**What needs to be done:** Please transcribe the records precisely; pictures stay out of your copy.
--- Data shown ---
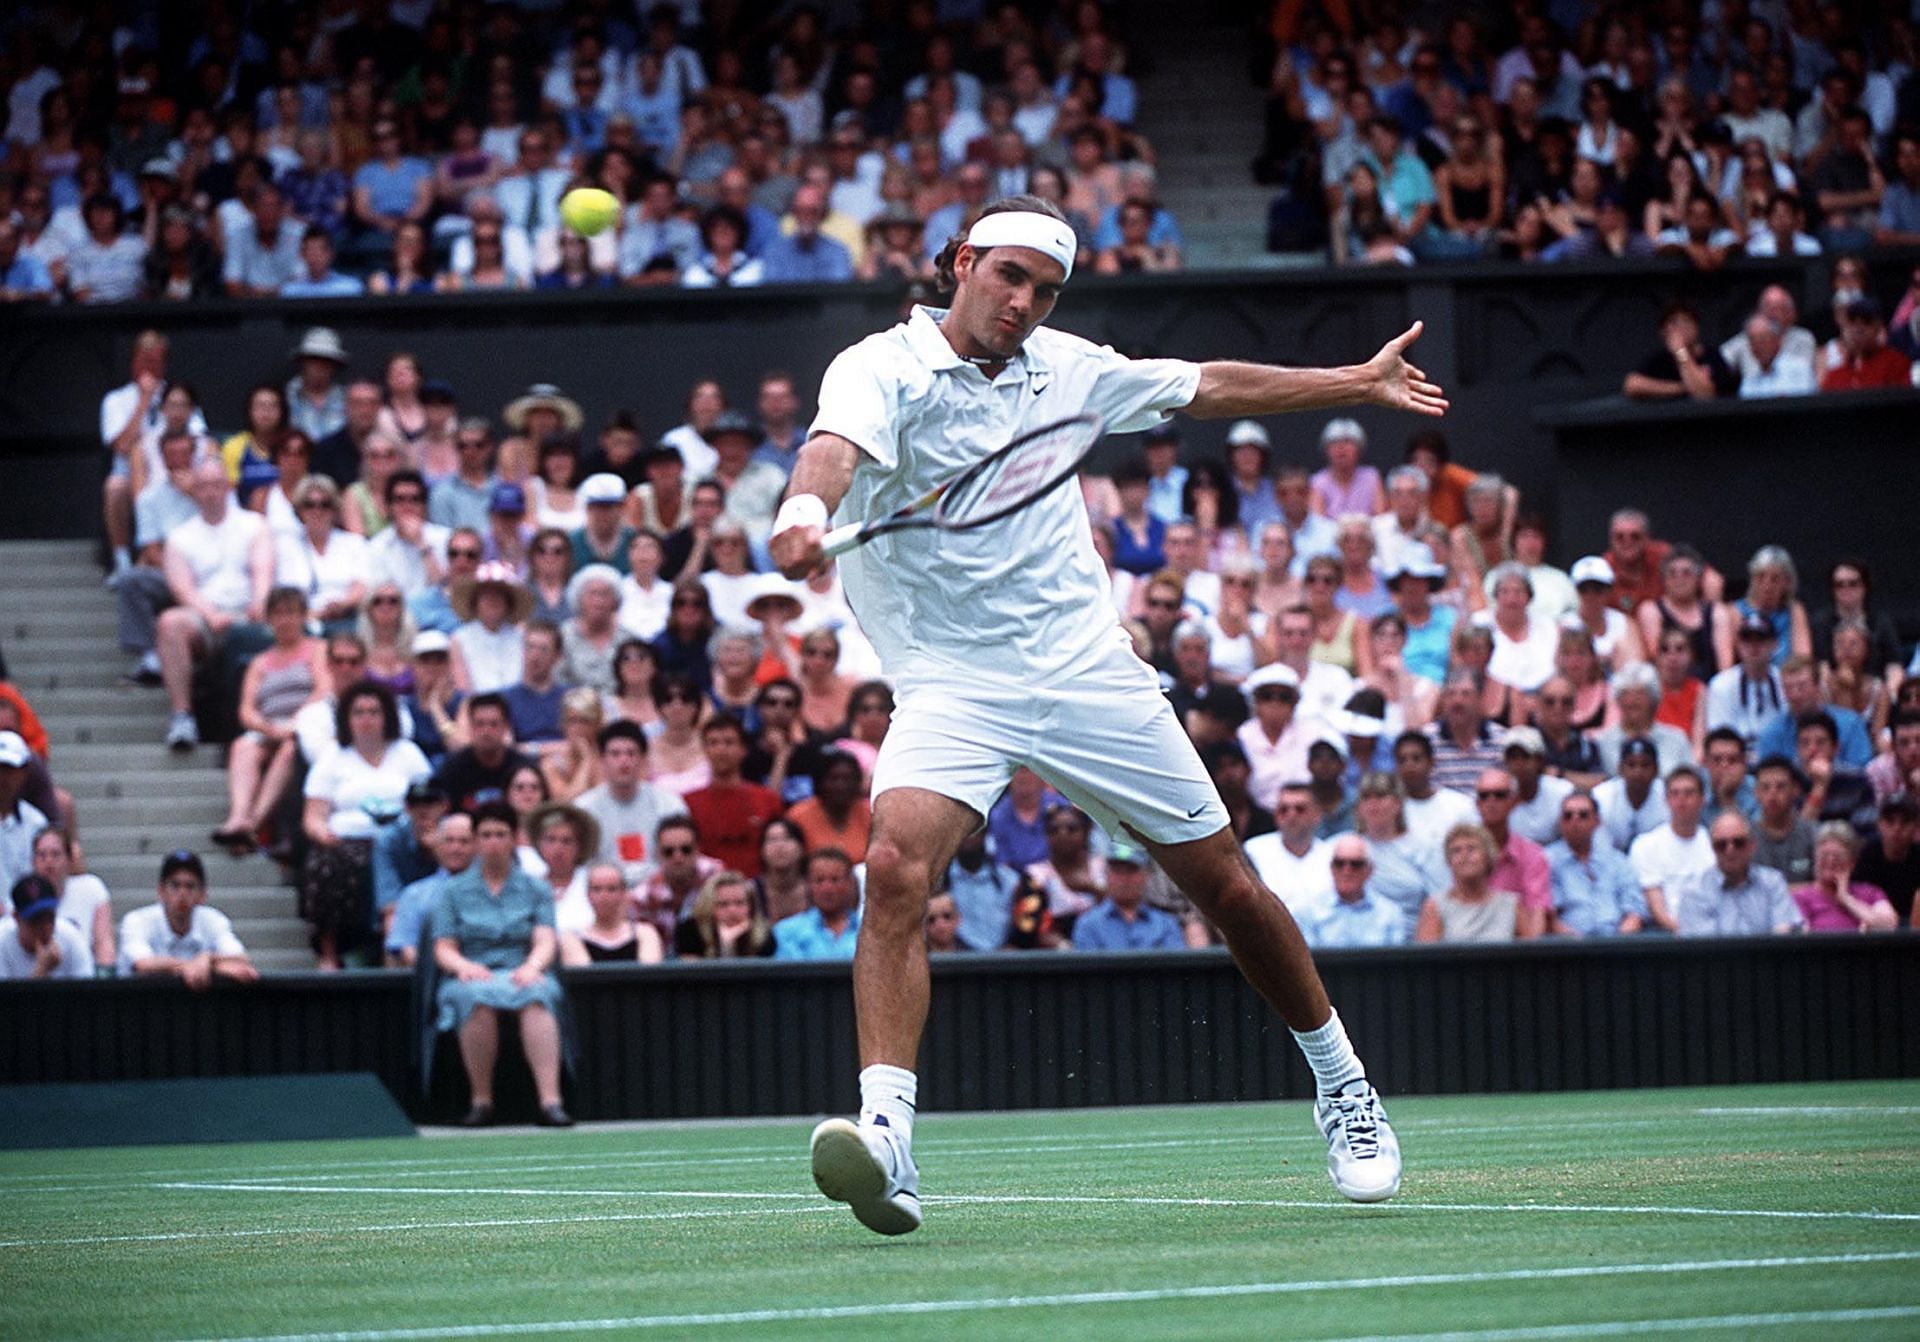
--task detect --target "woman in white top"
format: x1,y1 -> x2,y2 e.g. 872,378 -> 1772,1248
699,517 -> 761,628
1478,561 -> 1559,699
528,802 -> 600,934
275,473 -> 370,631
1567,556 -> 1645,671
1575,77 -> 1620,166
617,530 -> 673,640
450,564 -> 530,693
527,434 -> 587,531
1253,521 -> 1303,620
1206,555 -> 1267,685
300,681 -> 430,969
32,828 -> 114,971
---
**Written answer:**
--task detect --target "woman in white top"
format: x1,y1 -> x2,y2 e.g. 872,378 -> 1772,1248
699,517 -> 761,628
1478,561 -> 1559,699
528,802 -> 600,934
275,473 -> 370,631
1567,556 -> 1645,671
1575,77 -> 1620,166
617,530 -> 673,640
450,564 -> 530,693
527,434 -> 587,531
1253,521 -> 1303,620
1206,555 -> 1267,685
300,681 -> 430,969
32,828 -> 114,971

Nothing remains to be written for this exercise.